» WRITTEN EXERCISE 1: Update the biography's passage starting at "Wainwright is a" and ending at "Catalyst think tank.", and write it out with "visiting professor" changed to "guest lecturer".
» WRITTEN EXERCISE 2: Pick out every line of the rows that contains the string "metal" and copy each one. Case counts.

Hilary Wainwright (born 1949) is a British sociologist, political activist and socialist feminist, best known for being a co-editor of Red Pepper magazine.

Early life and education
Wainwright's father was the Liberal MP Richard Wainwright. Her brother, Martin, was formerly the Northern Editor of The Guardian, to which she has occasionally contributed.

Wainwright was educated at the Mount School, York, and St Anne's College, Oxford, where she studied Philosophy, Politics, and Economics (PPE). She graduated in 1970. She gained a Bachelor of Philosophy (BPhil) in Sociology from St Antony's College, Oxford in 1973.

Life and career
Until 1979, Wainwright was a research fellow at the Department of Sociology at Durham University. From 1979 to 1981, she was a researcher at the Technology Department of the Open University. In 1982, she became Ken Livingstone's Deputy Chief Economic Advisor to the  Greater London Council (GLC).

Wainwright is a Fellow of the international think tank for progressive politics, the Transnational Institute, Amsterdam; Senior Research Associate at the International Centre for Participation Studies at the Department for Peace Studies, University of Bradford, UK and previously research fellow at the Centre for the Study of Global Governance at the London School of Economics. She has also been a visiting professor and scholar at the University of California, Los Angeles; Havens Center, University of Wisconsin, Madison and Todai University, Tokyo. Formerly on the editorial board of New Left Review, she was also on the National Council of the Catalyst think tank.

A researcher and writer, Wainwright is concerned with the emergence of new forms of democratic accountability within parties, movements and the state. She has documented examples of resurgent democratic movements in many countries around the world and the lessons they provide for progressive politics.

» EXCERPTED RECORDS:
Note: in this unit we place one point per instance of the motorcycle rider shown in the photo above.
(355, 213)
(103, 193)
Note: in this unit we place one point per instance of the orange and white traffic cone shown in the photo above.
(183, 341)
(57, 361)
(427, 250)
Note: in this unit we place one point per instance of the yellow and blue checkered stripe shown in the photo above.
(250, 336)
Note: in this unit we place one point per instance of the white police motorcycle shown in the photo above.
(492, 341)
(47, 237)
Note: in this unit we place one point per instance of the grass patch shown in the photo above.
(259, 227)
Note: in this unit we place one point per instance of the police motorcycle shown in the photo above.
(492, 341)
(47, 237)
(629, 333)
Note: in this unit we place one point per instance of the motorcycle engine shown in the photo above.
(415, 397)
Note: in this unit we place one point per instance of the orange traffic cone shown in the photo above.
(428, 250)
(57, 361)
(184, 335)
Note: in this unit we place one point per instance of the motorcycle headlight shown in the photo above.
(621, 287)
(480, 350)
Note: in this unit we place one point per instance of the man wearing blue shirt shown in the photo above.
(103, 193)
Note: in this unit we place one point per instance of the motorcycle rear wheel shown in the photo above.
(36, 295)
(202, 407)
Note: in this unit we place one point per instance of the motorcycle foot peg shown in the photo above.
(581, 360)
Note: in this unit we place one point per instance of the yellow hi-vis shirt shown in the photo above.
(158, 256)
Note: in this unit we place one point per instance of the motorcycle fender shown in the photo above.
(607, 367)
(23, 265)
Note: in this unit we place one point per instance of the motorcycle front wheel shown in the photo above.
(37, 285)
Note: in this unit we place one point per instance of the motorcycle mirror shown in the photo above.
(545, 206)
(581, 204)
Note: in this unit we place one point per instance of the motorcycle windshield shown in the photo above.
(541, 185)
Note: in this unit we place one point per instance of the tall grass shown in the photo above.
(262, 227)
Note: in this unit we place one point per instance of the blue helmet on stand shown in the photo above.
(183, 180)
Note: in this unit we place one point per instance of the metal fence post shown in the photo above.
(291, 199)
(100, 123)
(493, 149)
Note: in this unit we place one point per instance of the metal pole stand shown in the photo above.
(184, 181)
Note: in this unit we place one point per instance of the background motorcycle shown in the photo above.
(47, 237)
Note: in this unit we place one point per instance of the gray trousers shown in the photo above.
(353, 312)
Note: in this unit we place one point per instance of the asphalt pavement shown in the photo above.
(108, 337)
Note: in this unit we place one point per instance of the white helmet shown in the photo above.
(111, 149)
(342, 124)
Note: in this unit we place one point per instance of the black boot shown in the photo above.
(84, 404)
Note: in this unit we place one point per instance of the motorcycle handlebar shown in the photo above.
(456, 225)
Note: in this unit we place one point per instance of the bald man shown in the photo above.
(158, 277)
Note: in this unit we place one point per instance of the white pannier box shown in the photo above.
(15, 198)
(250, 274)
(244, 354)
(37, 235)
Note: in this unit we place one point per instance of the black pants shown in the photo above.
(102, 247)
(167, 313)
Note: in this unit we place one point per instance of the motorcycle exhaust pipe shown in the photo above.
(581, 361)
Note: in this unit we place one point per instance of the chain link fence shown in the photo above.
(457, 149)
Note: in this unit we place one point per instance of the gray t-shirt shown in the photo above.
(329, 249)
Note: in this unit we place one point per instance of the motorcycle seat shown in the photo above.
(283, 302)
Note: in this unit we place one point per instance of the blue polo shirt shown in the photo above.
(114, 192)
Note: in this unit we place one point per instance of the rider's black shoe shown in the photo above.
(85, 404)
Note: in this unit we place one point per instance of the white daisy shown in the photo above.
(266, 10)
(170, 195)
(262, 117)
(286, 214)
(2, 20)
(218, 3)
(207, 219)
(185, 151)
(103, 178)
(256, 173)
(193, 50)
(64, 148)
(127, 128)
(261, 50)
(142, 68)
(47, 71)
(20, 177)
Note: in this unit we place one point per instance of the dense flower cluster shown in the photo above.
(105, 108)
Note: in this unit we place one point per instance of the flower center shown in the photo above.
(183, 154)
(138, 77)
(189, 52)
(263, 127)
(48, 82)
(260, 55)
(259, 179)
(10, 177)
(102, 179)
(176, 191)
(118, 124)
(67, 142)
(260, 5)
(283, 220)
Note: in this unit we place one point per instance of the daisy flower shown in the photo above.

» EXERCISE RESPONSE 1:
Wainwright is a Fellow of the international think tank for progressive politics, the Transnational Institute, Amsterdam; Senior Research Associate at the International Centre for Participation Studies at the Department for Peace Studies, University of Bradford, UK and previously research fellow at the Centre for the Study of Global Governance at the London School of Economics. She has also been a guest lecturer and scholar at the University of California, Los Angeles; Havens Center, University of Wisconsin, Madison and Todai University, Tokyo. Formerly on the editorial board of New Left Review, she was also on the National Council of the Catalyst think tank.

» EXERCISE RESPONSE 2:
Note: in this unit we place one point per instance of the metal fence post shown in the photo above.
Note: in this unit we place one point per instance of the metal pole stand shown in the photo above.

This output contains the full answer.